### Activity
Copy the lines starting at the first one and ending at the line that contains "positive clicks: (118, 325)", including both of those lines.

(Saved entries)
:::

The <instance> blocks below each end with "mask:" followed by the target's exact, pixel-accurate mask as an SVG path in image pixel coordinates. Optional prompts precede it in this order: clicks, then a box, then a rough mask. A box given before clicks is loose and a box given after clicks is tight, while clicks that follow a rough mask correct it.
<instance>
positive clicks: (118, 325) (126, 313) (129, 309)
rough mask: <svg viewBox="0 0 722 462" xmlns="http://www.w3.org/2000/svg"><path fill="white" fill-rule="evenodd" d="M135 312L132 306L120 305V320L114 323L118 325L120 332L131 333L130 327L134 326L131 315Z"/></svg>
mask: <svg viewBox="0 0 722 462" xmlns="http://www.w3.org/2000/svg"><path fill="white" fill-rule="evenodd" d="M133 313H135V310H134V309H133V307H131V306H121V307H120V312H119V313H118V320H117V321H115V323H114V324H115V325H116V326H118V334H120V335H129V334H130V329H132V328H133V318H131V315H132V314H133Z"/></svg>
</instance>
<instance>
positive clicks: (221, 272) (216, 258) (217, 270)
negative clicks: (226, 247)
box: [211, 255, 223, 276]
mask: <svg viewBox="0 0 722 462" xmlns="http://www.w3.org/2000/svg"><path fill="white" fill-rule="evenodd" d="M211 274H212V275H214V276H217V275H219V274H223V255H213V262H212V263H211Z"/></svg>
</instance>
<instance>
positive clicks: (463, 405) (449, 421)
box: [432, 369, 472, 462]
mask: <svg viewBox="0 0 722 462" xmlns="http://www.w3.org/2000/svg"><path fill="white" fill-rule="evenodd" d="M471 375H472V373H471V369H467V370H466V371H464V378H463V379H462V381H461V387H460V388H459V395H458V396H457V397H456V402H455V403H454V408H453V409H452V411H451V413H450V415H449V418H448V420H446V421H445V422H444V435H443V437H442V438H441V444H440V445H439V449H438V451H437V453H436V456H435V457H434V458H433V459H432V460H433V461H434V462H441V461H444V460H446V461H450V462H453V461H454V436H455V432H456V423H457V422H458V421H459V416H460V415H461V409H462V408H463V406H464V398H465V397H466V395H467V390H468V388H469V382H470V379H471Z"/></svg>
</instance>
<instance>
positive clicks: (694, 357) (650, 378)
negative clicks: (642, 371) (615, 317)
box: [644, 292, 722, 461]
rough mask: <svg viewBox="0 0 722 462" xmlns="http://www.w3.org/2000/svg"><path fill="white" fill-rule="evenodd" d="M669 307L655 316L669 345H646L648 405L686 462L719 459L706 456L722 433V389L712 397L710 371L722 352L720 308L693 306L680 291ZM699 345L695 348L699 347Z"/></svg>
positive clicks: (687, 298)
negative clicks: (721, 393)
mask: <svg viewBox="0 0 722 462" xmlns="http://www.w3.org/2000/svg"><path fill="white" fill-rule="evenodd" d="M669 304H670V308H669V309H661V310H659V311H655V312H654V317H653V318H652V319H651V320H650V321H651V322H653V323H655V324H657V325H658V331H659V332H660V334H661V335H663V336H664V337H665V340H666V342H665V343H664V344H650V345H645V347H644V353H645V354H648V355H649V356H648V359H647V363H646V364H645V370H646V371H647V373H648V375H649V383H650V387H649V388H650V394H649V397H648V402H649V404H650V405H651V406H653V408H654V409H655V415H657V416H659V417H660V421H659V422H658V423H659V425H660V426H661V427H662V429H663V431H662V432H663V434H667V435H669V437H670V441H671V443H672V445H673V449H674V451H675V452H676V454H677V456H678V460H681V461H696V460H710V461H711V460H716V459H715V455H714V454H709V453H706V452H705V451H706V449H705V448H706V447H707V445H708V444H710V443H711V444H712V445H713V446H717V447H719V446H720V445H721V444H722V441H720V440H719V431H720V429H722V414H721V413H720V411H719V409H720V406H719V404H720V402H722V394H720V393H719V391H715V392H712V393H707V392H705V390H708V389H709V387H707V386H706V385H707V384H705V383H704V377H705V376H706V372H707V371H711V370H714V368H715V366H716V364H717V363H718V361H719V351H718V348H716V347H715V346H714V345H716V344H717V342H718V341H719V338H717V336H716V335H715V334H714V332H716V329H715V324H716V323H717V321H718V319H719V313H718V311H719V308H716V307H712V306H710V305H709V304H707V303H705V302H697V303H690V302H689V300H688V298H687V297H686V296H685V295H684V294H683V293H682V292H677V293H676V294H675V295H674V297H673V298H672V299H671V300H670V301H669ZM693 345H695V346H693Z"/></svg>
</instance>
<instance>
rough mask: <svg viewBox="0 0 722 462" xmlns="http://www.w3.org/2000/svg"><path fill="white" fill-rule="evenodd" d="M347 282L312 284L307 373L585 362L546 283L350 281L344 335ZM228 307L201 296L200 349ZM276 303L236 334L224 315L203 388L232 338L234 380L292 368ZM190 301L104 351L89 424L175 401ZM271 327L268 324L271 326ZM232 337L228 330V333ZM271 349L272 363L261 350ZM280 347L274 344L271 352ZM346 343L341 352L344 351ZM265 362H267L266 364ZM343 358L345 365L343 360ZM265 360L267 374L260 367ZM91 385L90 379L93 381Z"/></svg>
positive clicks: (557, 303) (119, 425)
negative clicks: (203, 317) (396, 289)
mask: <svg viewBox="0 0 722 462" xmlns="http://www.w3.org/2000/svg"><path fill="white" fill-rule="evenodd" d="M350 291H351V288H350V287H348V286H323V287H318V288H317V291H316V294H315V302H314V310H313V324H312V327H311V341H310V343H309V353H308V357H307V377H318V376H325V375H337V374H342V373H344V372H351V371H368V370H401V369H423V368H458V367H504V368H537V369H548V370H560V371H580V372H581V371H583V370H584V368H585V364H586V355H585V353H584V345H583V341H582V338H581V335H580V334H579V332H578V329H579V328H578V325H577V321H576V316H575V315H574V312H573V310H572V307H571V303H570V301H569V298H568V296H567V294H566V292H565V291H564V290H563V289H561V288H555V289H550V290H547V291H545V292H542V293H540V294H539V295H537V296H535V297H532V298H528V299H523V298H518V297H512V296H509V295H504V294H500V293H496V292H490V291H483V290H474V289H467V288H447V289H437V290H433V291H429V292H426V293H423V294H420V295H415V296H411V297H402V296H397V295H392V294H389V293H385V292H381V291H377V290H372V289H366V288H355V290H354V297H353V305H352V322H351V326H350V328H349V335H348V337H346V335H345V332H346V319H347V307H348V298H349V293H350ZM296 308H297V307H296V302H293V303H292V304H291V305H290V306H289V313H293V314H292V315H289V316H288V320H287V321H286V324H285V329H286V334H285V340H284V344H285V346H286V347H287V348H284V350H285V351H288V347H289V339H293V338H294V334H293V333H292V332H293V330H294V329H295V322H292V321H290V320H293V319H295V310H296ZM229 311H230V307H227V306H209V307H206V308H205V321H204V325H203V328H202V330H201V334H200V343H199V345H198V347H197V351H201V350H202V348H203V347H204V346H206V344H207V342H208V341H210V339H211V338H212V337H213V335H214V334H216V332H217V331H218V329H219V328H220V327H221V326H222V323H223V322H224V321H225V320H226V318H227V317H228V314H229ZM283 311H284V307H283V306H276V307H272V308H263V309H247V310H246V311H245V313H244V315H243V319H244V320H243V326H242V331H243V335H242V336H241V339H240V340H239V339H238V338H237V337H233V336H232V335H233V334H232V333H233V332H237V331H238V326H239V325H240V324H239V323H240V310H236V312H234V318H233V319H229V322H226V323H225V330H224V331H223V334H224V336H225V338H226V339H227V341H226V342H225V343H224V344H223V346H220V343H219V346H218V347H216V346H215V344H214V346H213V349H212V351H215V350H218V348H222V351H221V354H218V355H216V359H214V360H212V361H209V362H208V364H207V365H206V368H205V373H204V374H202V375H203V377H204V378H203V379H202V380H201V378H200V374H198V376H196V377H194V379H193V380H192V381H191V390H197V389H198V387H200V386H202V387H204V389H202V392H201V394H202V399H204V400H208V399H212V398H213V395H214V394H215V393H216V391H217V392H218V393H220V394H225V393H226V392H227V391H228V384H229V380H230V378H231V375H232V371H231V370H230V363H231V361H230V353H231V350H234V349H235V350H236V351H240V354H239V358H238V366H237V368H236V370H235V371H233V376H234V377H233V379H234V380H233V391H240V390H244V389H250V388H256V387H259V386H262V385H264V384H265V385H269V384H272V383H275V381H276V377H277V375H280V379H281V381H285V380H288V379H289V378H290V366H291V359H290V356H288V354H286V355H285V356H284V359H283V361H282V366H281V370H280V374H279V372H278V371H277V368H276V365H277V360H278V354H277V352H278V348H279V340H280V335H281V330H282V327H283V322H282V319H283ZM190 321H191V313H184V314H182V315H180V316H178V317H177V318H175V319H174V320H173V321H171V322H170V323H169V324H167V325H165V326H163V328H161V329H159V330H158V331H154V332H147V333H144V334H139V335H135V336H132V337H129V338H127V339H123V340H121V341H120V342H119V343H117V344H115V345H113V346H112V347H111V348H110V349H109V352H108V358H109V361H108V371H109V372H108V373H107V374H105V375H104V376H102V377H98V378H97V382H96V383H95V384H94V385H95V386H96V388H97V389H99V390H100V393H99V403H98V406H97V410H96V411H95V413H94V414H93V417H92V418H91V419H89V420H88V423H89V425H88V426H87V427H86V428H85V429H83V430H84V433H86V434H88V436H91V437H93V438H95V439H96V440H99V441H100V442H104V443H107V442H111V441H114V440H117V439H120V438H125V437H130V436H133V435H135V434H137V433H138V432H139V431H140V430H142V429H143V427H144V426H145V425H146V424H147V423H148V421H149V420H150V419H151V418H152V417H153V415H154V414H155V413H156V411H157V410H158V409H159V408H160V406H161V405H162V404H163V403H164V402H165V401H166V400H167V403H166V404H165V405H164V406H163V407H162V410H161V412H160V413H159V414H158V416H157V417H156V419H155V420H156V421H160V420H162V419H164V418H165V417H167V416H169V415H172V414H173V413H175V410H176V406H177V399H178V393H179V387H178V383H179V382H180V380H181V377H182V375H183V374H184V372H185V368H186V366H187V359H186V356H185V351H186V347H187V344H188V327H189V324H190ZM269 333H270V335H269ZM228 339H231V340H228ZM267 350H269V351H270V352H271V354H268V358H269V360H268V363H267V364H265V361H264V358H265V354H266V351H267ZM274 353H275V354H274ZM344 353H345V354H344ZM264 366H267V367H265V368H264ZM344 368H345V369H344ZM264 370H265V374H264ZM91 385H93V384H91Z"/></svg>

:::

### Response to the task
The <instance> blocks below each end with "mask:" followed by the target's exact, pixel-accurate mask as an SVG path in image pixel coordinates. Optional prompts precede it in this order: clicks, then a box, then a rough mask. A box given before clicks is loose and a box given after clicks is tight, while clicks that follow a rough mask correct it.
<instance>
positive clicks: (118, 325) (126, 313) (129, 309)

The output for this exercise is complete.